== Activity ==
If a line in the entries below holds the string "dark", copy it.
******************************
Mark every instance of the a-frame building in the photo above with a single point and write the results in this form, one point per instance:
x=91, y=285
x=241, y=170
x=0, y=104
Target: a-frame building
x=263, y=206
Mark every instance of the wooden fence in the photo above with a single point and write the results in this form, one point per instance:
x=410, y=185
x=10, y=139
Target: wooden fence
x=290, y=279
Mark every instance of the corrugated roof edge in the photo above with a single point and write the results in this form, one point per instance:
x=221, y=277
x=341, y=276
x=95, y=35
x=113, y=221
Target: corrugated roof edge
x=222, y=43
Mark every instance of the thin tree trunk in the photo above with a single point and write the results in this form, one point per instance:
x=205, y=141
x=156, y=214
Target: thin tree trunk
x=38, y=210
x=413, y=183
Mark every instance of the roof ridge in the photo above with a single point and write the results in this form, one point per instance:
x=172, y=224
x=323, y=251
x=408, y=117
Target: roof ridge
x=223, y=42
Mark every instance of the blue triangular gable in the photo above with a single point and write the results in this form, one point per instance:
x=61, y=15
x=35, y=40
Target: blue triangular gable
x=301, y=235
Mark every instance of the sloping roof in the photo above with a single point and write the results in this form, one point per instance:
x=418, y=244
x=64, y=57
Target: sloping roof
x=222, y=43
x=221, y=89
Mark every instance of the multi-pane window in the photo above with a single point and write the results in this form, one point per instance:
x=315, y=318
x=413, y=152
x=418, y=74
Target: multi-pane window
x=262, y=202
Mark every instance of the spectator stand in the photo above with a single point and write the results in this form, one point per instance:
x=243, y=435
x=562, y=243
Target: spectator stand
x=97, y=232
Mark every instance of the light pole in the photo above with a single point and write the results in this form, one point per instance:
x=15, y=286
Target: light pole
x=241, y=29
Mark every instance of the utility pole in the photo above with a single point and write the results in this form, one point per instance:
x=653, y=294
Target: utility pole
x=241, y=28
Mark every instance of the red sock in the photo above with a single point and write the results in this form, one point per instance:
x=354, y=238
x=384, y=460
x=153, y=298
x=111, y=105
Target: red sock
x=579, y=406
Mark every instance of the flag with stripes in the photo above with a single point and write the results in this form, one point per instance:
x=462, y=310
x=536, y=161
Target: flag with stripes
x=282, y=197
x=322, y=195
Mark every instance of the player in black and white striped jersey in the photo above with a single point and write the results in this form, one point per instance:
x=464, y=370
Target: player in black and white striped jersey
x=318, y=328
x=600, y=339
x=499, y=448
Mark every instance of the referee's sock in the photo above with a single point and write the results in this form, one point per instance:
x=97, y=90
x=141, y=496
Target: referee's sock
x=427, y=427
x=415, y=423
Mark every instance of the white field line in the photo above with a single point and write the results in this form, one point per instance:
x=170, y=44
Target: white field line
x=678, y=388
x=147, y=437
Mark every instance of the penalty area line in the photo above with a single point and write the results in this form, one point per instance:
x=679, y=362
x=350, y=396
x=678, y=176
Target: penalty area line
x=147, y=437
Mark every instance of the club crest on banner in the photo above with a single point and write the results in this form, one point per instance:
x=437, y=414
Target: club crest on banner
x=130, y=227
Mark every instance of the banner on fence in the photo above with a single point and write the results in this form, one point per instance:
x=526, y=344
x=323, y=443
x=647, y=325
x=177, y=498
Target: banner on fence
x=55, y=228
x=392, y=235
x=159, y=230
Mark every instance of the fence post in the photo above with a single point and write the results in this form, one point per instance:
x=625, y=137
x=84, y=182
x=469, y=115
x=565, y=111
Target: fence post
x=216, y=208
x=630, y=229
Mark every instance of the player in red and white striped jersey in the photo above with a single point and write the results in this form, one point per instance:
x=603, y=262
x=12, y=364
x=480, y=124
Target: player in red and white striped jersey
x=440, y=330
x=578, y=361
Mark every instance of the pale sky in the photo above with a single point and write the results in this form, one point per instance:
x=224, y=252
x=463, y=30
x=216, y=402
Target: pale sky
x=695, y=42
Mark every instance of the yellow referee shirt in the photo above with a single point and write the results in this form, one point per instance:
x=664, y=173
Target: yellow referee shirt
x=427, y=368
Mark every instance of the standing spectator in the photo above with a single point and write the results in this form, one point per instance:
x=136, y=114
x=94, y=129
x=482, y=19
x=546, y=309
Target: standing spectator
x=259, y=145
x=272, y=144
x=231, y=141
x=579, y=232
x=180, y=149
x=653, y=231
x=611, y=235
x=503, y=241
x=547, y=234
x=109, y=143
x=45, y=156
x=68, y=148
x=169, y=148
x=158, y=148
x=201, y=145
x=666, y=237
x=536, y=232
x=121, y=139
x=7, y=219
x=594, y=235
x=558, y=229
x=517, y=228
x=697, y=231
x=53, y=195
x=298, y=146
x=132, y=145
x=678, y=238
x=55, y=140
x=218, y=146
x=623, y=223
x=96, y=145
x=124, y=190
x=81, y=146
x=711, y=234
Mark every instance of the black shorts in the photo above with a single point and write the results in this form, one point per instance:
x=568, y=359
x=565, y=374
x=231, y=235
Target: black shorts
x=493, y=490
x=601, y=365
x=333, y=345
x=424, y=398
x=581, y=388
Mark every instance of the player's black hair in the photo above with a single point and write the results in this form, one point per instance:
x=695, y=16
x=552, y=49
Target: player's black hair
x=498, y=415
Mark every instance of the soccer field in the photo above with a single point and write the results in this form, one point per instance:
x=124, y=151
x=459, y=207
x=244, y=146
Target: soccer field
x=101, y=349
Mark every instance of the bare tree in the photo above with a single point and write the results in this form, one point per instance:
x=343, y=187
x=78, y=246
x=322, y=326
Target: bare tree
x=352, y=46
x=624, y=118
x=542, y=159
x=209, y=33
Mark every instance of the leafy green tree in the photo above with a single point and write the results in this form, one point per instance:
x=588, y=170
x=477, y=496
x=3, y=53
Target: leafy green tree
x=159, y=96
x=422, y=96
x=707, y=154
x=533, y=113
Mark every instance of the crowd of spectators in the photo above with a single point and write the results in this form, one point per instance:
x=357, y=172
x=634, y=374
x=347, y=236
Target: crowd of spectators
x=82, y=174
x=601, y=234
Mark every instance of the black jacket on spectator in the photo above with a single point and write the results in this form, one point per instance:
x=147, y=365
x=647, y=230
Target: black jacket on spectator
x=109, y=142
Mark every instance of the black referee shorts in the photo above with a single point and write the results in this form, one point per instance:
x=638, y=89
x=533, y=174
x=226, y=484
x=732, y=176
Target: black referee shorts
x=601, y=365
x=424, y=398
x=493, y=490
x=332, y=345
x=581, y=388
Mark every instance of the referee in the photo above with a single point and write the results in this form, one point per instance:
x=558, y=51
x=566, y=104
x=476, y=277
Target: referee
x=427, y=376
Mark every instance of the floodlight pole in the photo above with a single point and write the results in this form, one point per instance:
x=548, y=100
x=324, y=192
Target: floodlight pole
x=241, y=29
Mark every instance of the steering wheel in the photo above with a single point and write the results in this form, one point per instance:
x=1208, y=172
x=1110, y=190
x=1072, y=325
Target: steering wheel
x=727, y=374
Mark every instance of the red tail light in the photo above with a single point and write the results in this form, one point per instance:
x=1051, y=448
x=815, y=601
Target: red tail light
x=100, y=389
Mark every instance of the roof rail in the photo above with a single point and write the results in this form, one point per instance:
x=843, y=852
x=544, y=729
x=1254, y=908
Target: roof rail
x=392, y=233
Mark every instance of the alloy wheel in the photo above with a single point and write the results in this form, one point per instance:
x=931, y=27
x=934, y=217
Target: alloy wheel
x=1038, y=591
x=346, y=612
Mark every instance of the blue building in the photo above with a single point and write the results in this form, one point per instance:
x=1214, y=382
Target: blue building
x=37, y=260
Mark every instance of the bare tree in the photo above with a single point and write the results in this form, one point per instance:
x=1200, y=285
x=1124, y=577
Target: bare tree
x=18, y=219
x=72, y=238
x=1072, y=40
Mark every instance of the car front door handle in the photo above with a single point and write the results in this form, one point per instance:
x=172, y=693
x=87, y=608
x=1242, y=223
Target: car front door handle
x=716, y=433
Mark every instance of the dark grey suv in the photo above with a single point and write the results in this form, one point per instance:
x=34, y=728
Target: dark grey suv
******************************
== Answer space ==
Mark every instance of the dark grey suv in the photo above with a single point and write the results in this form, one point per instance:
Target: dark grey suv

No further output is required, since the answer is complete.